## Work to complete
Extract every line in the records below that contains the word "flower".

Point annotation dataset records
-- BEGIN --

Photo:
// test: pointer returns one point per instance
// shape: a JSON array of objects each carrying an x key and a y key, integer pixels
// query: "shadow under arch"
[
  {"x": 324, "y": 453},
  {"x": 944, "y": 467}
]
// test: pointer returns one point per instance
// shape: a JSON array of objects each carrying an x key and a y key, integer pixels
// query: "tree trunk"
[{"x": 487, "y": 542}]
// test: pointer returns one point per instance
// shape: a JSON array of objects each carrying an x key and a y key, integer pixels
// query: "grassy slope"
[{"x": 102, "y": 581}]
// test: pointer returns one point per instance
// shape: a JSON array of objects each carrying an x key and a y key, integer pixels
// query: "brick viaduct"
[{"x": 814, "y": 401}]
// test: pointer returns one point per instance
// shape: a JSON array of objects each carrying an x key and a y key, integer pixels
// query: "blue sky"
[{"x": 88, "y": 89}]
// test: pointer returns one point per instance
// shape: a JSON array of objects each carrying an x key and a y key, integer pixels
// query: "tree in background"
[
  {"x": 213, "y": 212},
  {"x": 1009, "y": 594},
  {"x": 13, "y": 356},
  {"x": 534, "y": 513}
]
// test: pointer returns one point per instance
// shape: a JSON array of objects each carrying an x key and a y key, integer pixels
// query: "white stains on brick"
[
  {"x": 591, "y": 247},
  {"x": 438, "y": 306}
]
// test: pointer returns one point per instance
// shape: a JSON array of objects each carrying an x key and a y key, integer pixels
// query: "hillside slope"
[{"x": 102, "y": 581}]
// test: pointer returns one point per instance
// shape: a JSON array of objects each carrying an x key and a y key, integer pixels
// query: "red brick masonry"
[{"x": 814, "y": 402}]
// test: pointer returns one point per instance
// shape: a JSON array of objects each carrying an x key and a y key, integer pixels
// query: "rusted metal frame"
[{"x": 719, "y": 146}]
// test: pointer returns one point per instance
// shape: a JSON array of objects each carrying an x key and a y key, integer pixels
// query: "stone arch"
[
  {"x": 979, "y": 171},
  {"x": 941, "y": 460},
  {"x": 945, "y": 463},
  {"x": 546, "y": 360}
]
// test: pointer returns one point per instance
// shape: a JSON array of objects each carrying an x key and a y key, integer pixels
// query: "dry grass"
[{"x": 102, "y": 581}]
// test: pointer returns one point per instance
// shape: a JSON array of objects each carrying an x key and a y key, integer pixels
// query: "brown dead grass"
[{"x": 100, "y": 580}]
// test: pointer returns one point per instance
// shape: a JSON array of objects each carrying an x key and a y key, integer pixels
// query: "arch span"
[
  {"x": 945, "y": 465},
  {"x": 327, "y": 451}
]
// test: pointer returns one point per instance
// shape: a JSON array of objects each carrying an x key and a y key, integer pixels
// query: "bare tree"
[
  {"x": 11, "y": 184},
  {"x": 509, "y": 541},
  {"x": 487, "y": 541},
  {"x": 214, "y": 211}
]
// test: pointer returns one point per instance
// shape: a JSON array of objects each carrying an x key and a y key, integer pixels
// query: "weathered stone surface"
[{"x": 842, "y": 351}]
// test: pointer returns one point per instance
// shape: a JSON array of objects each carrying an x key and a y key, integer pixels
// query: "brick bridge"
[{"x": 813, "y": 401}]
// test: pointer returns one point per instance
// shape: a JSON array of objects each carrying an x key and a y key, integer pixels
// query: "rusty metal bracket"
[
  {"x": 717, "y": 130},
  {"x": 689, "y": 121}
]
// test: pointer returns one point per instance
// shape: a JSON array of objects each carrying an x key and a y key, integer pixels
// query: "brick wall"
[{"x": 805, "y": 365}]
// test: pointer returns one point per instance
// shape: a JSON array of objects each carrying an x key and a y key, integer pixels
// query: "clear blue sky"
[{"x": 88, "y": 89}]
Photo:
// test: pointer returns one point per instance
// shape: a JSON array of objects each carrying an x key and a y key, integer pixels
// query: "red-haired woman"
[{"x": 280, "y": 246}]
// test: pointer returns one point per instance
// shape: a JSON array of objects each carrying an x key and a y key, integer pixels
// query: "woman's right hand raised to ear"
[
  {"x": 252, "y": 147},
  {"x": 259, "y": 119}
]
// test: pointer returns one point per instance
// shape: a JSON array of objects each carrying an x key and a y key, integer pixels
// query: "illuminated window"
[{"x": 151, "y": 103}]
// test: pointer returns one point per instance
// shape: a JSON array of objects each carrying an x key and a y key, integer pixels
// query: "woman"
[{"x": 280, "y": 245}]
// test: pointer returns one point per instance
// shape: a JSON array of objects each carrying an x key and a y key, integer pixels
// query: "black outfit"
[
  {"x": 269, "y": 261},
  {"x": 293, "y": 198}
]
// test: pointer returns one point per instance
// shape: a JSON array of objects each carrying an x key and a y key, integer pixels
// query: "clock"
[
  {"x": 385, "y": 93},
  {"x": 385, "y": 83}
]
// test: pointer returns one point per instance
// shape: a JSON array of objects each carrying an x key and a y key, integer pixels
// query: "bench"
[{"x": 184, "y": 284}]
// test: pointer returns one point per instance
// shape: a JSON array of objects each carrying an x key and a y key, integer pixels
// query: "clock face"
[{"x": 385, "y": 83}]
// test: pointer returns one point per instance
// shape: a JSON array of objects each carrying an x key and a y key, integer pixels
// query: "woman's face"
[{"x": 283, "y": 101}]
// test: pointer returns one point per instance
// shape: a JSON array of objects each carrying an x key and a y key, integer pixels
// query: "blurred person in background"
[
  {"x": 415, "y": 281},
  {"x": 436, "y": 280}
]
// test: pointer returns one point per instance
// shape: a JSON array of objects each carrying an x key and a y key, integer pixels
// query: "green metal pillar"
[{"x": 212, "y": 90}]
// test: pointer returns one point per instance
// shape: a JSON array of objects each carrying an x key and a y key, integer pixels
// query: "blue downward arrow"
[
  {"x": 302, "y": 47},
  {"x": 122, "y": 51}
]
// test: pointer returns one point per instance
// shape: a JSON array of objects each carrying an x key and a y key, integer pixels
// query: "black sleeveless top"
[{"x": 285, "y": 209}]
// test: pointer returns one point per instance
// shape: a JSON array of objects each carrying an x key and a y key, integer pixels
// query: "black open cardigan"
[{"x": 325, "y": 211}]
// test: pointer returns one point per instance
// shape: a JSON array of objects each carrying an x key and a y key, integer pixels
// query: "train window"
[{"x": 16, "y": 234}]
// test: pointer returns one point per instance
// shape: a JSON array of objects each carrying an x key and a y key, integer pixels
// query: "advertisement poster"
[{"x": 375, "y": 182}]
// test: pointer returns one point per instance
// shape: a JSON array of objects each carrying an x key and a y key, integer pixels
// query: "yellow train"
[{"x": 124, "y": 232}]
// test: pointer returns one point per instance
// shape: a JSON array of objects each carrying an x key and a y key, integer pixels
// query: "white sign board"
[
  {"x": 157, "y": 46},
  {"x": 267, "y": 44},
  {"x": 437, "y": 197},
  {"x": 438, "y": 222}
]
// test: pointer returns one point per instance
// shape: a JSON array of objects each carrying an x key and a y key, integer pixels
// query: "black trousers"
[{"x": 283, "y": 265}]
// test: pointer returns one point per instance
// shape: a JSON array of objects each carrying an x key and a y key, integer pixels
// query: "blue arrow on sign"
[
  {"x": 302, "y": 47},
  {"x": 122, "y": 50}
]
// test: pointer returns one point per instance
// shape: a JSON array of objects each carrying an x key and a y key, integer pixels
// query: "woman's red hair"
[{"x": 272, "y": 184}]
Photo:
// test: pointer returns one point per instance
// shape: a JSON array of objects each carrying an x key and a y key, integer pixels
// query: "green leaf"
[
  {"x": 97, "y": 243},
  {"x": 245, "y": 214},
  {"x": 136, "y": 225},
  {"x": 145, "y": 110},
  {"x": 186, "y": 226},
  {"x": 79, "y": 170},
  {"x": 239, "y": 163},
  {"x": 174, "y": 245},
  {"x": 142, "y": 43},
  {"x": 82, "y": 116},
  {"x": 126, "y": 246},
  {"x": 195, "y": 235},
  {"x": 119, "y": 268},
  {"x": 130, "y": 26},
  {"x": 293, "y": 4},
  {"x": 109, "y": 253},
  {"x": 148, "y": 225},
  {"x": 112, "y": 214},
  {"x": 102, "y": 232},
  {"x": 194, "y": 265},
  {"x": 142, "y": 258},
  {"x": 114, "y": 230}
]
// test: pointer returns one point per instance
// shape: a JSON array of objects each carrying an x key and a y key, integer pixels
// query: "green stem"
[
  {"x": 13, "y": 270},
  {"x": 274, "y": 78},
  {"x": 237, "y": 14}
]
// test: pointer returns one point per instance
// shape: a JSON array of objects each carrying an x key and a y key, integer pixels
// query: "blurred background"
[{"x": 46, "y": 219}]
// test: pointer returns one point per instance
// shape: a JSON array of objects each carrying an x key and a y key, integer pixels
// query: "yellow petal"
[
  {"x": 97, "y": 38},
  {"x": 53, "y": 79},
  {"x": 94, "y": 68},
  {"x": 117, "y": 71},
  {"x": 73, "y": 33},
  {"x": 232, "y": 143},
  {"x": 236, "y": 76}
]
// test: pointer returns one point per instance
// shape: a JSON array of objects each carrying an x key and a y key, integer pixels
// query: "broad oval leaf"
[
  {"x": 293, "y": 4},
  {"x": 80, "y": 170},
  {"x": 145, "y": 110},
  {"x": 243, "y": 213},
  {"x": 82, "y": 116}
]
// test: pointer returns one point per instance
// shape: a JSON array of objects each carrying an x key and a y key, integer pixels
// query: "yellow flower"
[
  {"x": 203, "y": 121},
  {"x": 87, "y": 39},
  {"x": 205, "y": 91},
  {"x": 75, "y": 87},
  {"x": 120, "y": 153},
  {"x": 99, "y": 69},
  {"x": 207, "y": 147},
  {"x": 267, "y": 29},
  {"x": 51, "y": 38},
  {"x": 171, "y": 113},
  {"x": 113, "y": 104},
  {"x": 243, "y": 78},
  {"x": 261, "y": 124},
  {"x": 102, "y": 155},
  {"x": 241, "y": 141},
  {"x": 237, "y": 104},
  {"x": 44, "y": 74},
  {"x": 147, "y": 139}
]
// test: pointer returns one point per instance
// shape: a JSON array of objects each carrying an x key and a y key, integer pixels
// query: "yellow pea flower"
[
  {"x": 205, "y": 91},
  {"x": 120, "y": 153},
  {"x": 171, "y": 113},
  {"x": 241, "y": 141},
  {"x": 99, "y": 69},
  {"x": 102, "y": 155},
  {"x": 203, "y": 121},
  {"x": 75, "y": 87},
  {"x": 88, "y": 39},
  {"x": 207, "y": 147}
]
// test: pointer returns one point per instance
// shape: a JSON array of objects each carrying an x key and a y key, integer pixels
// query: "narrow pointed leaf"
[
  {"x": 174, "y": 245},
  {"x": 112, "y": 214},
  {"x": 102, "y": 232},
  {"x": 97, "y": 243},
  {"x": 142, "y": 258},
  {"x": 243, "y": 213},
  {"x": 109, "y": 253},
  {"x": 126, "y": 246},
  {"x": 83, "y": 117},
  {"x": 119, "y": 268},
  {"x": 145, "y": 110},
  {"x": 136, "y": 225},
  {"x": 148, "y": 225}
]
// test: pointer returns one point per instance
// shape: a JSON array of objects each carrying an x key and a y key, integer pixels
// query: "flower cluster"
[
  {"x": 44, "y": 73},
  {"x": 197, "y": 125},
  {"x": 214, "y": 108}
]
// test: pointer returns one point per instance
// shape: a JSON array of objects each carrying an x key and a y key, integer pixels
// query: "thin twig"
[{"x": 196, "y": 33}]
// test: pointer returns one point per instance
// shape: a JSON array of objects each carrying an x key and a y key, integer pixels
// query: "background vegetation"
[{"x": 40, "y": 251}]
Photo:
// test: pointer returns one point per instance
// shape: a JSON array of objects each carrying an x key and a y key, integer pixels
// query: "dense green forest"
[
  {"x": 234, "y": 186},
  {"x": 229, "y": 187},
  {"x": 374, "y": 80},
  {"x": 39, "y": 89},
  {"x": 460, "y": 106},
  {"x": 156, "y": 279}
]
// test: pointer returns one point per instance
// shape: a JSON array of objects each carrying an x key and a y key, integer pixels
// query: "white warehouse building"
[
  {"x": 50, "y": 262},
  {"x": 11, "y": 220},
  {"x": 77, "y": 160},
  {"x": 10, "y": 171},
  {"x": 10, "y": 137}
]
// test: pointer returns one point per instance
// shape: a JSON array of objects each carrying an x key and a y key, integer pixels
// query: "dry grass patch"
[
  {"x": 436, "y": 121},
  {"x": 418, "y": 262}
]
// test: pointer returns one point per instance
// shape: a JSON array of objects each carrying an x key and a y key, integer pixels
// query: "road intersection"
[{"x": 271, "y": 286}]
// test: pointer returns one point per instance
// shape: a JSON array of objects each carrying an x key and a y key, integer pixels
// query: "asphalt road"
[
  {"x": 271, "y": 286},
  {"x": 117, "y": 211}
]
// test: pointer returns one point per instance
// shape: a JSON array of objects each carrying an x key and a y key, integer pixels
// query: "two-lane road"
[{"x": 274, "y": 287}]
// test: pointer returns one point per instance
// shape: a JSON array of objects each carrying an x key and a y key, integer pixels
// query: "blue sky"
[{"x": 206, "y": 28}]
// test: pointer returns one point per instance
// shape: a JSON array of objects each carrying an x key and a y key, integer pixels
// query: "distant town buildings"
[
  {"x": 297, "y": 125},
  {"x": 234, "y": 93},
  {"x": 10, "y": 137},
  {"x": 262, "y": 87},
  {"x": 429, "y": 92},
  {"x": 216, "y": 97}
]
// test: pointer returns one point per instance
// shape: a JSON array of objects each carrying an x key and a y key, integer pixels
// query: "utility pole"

-- END --

## Written solution
// query: "yellow flower"
// query: "yellow pea flower"
// query: "flower cluster"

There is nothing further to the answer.